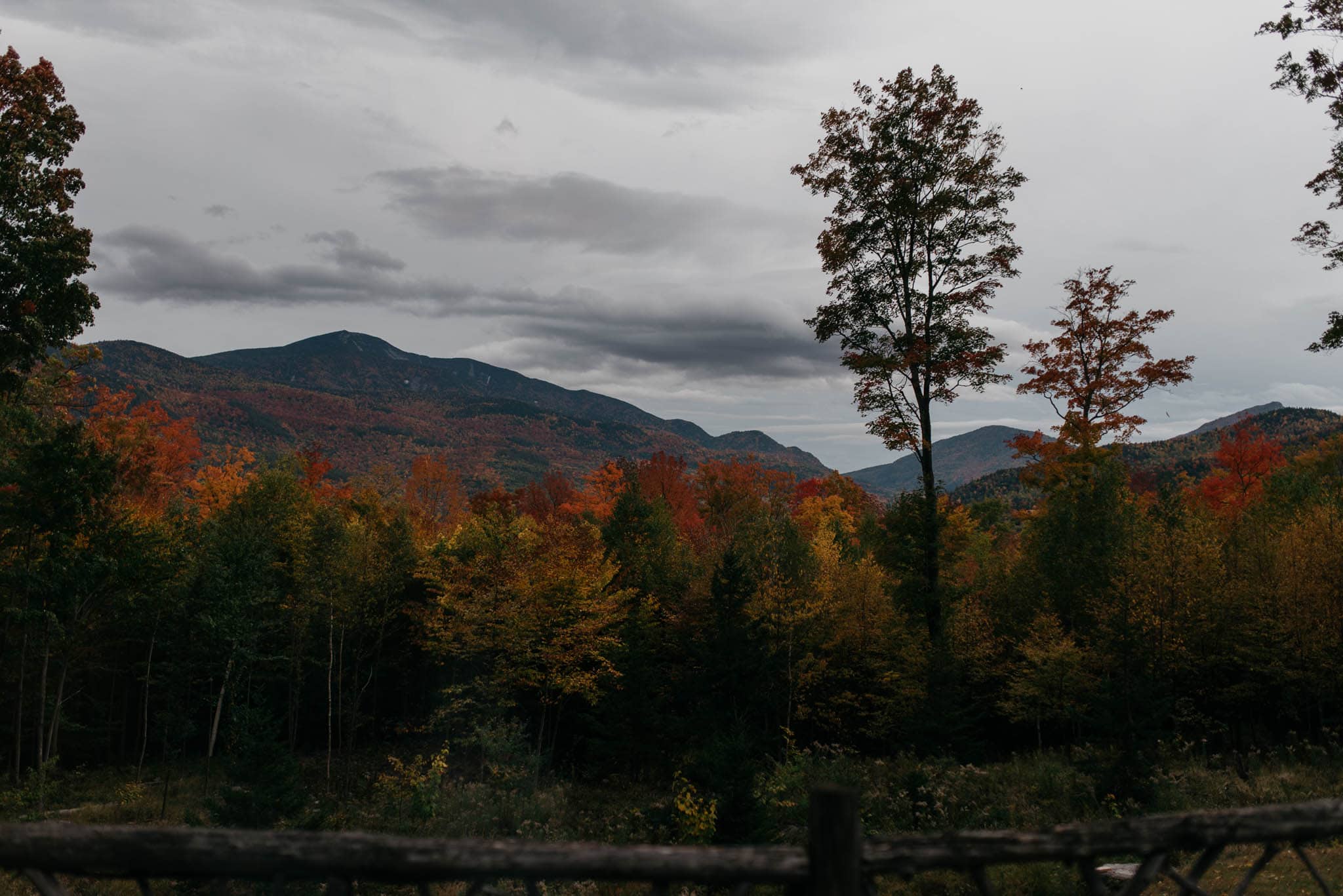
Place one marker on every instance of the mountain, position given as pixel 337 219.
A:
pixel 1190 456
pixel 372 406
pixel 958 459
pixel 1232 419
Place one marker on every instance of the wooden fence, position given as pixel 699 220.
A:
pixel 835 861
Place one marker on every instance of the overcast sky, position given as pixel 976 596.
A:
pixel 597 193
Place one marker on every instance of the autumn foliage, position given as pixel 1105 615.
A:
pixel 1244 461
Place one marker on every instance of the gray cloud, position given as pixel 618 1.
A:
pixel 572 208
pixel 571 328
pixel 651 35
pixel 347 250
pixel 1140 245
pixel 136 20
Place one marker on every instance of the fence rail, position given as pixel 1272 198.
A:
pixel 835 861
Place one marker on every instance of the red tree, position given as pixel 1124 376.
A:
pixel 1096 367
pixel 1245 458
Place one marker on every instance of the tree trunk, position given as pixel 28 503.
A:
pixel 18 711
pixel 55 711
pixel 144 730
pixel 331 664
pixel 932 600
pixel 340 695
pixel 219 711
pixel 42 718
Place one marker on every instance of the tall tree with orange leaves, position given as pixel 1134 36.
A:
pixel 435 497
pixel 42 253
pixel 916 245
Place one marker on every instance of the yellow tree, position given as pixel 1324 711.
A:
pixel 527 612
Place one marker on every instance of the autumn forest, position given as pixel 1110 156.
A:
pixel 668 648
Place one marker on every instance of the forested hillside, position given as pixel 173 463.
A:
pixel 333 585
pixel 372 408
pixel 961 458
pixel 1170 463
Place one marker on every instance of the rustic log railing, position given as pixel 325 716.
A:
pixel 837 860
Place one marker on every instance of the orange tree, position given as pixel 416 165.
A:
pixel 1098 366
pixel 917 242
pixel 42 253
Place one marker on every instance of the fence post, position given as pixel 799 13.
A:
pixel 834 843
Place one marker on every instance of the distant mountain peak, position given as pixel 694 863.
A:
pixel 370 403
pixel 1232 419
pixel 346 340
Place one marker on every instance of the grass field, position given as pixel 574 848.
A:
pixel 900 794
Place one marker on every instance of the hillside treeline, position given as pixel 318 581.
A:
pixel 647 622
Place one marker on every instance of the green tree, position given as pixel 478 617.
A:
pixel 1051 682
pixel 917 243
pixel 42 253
• • •
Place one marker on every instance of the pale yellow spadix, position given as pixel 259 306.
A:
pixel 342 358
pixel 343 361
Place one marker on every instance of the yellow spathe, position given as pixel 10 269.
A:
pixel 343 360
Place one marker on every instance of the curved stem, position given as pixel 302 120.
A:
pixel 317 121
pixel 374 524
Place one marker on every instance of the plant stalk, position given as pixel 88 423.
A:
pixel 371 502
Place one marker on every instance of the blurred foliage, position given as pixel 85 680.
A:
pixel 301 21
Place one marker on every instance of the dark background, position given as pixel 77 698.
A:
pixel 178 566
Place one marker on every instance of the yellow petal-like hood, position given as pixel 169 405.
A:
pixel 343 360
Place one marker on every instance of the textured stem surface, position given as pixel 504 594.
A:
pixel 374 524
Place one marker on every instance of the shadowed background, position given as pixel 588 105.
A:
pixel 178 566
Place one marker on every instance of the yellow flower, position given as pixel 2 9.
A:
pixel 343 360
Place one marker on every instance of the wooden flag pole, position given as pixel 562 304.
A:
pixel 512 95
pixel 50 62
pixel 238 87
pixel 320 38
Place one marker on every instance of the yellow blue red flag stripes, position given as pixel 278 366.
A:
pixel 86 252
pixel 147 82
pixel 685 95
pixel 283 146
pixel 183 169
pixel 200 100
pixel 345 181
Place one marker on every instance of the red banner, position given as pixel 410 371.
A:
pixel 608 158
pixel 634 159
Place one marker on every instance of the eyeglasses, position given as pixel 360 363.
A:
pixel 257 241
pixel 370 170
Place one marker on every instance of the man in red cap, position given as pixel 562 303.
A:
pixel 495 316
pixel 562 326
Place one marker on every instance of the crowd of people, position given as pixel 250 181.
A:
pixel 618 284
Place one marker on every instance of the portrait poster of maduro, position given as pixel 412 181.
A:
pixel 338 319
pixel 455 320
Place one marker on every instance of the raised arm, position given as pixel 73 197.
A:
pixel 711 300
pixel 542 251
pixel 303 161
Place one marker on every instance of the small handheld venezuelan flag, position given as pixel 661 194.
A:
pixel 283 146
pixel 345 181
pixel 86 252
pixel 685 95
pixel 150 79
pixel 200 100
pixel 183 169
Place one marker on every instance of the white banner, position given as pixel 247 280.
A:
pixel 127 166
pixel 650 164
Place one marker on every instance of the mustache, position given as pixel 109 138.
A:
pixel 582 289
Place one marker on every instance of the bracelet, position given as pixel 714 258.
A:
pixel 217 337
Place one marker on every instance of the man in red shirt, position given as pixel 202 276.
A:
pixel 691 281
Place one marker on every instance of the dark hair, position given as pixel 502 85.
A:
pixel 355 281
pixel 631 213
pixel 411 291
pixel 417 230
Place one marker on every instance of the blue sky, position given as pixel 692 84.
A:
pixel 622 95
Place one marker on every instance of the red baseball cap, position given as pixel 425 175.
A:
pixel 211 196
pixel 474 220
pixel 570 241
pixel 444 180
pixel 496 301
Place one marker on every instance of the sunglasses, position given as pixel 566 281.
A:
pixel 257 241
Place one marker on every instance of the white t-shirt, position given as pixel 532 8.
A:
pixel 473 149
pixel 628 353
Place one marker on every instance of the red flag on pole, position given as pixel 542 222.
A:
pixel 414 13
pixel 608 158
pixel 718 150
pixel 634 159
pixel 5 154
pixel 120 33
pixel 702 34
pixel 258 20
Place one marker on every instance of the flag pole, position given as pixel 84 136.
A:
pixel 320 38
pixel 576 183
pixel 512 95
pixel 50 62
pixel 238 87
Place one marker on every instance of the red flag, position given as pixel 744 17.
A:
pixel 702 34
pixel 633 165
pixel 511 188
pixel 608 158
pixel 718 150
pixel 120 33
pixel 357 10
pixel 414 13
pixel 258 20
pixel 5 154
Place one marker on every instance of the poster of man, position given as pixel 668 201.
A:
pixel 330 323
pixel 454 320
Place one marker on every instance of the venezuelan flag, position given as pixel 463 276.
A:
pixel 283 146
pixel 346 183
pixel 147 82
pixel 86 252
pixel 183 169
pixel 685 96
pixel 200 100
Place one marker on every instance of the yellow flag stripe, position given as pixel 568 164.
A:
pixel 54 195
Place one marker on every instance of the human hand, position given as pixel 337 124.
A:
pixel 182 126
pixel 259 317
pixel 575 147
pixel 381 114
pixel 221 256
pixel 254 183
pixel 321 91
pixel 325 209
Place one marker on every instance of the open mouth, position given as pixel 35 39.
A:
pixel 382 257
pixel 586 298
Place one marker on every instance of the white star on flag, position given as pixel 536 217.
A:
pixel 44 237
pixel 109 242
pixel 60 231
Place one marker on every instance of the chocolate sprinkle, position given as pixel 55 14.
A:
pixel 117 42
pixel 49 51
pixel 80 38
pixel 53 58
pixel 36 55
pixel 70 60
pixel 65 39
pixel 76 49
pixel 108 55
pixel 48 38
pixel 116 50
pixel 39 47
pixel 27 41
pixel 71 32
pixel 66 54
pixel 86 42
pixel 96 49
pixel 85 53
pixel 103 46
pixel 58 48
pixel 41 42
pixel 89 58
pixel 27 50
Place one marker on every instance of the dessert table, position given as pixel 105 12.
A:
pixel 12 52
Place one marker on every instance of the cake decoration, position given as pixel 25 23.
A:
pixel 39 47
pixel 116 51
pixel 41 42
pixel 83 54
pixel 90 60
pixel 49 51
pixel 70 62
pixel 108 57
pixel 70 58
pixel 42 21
• • •
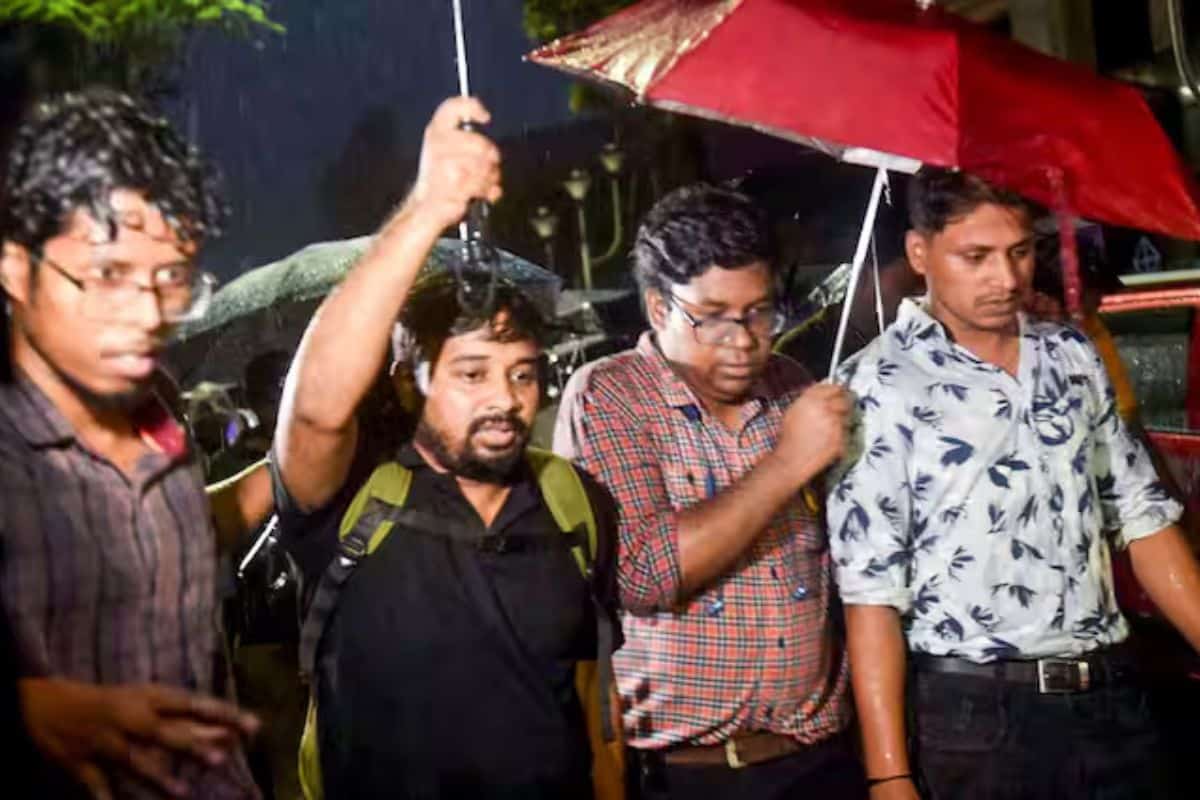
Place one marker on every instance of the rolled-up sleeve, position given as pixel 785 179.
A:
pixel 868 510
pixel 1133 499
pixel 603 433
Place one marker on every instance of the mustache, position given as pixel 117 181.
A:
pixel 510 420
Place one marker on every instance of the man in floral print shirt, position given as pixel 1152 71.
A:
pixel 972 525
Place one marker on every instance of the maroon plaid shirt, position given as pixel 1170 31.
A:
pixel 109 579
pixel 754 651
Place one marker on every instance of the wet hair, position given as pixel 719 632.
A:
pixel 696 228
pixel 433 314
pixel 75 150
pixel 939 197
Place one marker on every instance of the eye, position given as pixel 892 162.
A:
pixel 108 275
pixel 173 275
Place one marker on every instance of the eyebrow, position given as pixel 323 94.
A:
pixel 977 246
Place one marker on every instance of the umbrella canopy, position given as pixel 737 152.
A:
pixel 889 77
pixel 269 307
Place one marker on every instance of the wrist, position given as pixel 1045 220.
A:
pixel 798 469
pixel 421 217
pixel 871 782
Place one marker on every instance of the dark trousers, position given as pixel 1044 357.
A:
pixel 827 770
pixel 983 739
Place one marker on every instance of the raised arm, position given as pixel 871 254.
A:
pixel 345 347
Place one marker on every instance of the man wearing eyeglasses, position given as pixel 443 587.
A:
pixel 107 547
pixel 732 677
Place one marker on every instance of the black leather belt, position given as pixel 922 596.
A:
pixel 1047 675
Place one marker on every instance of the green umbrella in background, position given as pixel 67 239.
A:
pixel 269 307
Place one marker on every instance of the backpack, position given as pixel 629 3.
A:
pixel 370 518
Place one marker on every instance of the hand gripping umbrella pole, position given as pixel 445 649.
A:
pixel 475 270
• • •
**Task statement**: Extract every line from the entries above that contains the word "white", and treat case as significant.

**Problem solution**:
Place one marker on every instance of the white banner, position given as pixel 247 280.
Place one marker on every instance of the white t-shirt, position given as pixel 532 8.
Place one marker on every instance of the white star on flag, position given as pixel 536 217.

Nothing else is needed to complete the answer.